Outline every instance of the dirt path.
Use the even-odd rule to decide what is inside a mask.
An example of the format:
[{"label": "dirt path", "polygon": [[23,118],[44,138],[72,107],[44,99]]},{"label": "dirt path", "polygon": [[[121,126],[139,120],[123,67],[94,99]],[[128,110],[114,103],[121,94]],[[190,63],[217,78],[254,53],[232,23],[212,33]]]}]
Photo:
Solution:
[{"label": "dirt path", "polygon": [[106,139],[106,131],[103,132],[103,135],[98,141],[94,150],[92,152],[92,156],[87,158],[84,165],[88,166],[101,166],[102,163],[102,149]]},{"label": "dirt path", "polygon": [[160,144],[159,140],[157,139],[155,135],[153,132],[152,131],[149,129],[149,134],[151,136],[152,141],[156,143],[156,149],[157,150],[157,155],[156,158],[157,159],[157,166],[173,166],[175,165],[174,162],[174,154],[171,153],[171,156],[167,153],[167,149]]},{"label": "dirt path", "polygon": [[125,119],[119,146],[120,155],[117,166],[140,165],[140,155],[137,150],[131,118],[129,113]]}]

_STATED EXERCISE_.
Can you repeat the records with "nonzero winding rule" substituted for "even-odd rule" throughout, changing nothing else?

_THE SOLUTION_.
Outline every instance of the dirt path.
Use the nonzero winding rule to decide what is inside a mask.
An example of the format:
[{"label": "dirt path", "polygon": [[23,118],[44,138],[72,107],[44,99]]},{"label": "dirt path", "polygon": [[[121,126],[139,120],[123,67],[94,99]],[[128,110],[114,103],[121,94]],[[190,63],[217,78],[254,53],[232,23],[212,33]]]}]
Photo:
Solution:
[{"label": "dirt path", "polygon": [[106,139],[106,131],[103,132],[103,135],[98,141],[94,150],[92,152],[92,156],[87,158],[84,165],[88,166],[101,166],[102,163],[102,149]]},{"label": "dirt path", "polygon": [[160,144],[159,140],[157,139],[155,135],[153,132],[152,131],[149,129],[149,134],[151,136],[152,141],[156,143],[156,149],[157,150],[157,155],[156,158],[157,159],[157,166],[173,166],[175,165],[174,162],[174,154],[171,153],[171,156],[167,153],[167,149]]},{"label": "dirt path", "polygon": [[125,119],[119,146],[120,155],[117,166],[140,165],[140,155],[137,150],[131,118],[129,113]]}]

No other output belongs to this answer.